━━ Task input
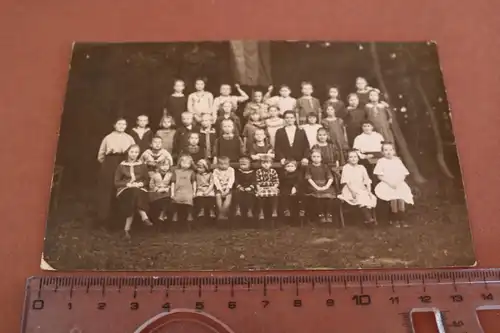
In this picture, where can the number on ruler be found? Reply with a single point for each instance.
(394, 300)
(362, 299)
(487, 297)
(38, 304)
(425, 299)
━━━━
━━ Task input
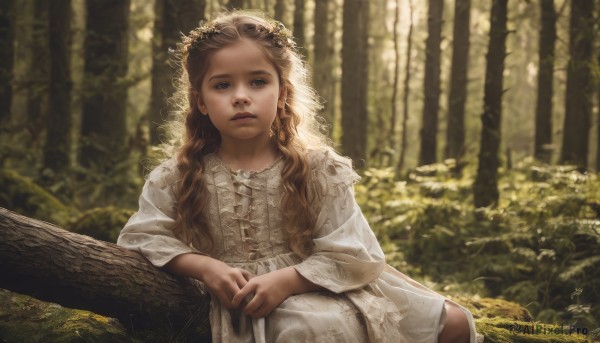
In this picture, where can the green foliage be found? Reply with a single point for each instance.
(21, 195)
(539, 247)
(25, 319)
━━━━
━━ Task input
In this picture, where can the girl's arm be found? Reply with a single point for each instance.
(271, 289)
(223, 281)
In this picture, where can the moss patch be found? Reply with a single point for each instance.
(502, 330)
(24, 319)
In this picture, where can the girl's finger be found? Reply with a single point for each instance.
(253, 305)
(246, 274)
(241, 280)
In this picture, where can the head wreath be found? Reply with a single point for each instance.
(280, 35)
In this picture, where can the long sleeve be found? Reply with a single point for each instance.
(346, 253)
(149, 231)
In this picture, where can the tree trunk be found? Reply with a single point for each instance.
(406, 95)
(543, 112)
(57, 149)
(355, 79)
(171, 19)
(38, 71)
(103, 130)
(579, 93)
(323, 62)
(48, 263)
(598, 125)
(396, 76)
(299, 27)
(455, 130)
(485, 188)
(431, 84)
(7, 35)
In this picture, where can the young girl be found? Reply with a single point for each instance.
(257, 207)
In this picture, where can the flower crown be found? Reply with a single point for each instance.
━━━━
• Short problem: Report each line of the entries above that contains the word "girl".

• Written response:
In this picture, where can the girl's arm be found? Reply with a single point for each instance.
In this picture, where can the girl's finger be found? Reply with a single point for each instance.
In this picture, where can the young girl be found? Reply with a single point for each instance.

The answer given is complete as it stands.